■ BAGIAN TEKS:
Market

Pemerintah Belum Atur Penerapan Energi Bersih Bagi Industri Penerbangan

Asosiasi penerbangan nasional yang tergabung dalam Indonesia National Air Carriers Association (INACA) memerlukan aturan yang kuat dalam penerapan energi bersih dalam industri penerbangan. Energi bersih sudah menjadi tren dua penerbangan saat ini.

Untuk itu INACA mengharapkan pemerintah mengoptimalkan kebijakan tersebut. Dengan anggota INACA yang cukup signifikan maka penerapan tersebut akan berdampak pada lingkungan yang bersih.

“Saat ini ada 451 armada penerbangan yang dimiliki oleh industri penebangan nasional dan SAF merupakan hal yang penting dan menjadi perhatian kita semua,” kata Ketua INACA, Denon Prawiraatmadja seperti mengutip Antara di Jakarta, Kamis (25/5/2023).

(SAF) adalah bahan bakar cair yang saat ini digunakan dalam penerbangan komersial yang mengurangi emisi CO2 hingga 80%. Bahannya berasal dari sejumlah sumber (bahan baku) termasuk limbah minyak dan lemak, limbah hijau dan kota dan tanaman non-pangan.

Untuk keperluan penerapan energi bersih tersebut, INACA menghadiri workshop SAF yang diselenggarakan oleh Federal Aviation Administration (FAA) di Bangkok pada 22 Mei hingga 25 Mei 2023. Dalam acara tersebut Denon didampingi oleh Sekjen INACA, Bayu Susanto.

Menurut Denon, sebagai negara kepulauan terbesar di Asia Tenggara, Indonesia membutuhkan transportasi udara optimal, untuk mendukung dan meningkatkan perekonomian nasional.

Ia menambahkan di beberapa di Asia telah serius menerapkan SAF atau Bahan Bakar Penerbangan berkelanjutan, seperti di Korea Selatan yang mengubah undang-undang pada 2023 untuk memungkinkan adopsi bahan bakar biologi laut pada 2025 dan SAF pada 2026. Lalu di Jepang yang menargetkan penggunaan SAF 10 persen pada 2030. Langkah ini sudah diumumkan oleh anggota parlemen Jepang pada Desember 2021.

Tidak hanya itu, kata Denon, China menargetkan 50 ribu ton penggunaan SAF dan saat ini telah dilakukan pengujian kinerja SAF terhadap sertifikasi kelaikan udara, eksplorasi jalur baru untuk pengembangannya. Lalu di India yang tengah mempertimbangkan penggunaan SAF di sektor penerbangannya.

■ DATA YANG DIBERIKAN:
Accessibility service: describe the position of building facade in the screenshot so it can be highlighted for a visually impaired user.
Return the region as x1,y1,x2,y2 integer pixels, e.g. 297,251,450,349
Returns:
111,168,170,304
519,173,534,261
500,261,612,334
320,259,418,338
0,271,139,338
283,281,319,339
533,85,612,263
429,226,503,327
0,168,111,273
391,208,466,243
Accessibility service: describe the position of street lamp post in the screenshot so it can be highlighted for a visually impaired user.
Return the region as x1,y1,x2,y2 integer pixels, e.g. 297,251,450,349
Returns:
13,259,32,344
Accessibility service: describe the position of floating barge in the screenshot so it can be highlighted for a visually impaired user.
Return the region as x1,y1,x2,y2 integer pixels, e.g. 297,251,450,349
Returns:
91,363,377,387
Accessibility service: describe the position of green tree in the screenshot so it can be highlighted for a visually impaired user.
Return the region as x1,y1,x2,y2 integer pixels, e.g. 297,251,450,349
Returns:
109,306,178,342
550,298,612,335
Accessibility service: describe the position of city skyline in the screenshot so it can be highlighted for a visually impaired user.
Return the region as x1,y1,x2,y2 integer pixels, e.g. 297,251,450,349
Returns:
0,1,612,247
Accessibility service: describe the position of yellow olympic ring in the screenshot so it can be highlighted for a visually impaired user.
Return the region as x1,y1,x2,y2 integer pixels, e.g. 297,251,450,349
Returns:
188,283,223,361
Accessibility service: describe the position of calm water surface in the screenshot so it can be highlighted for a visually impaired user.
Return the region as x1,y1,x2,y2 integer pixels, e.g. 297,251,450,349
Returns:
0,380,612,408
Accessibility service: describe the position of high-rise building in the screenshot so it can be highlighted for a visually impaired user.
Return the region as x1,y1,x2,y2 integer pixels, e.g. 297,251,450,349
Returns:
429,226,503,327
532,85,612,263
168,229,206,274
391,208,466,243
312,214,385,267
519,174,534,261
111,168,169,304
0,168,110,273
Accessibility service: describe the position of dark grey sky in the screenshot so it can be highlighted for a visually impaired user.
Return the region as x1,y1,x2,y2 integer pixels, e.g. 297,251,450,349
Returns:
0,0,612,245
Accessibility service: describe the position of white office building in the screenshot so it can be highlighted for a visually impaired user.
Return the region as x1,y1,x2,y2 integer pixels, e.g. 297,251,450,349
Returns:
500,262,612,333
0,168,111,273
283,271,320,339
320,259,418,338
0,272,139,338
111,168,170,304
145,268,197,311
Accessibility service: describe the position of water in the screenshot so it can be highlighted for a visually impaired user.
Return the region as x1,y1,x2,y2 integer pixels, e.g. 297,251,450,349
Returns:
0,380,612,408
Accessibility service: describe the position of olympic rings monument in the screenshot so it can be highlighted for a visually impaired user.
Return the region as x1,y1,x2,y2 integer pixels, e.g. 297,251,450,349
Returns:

■ TUGAS:
Jawab pertanyaan berikut dari teks soal energi bersih untuk penerbangan. Beri jawaban bernomor sama.
1. Menurut Ketua INACA, berapa armada penerbangan yang dimiliki industri penerbangan nasional?
2. Di kota mana workshop SAF dari Federal Aviation Administration (FAA) diadakan?
3. Berapa persen penggunaan SAF yang ditargetkan Jepang pada 2030?

■ KOTAK JAWABAN:
1. 451 armada.
2. Bangkok.
3. 10 persen.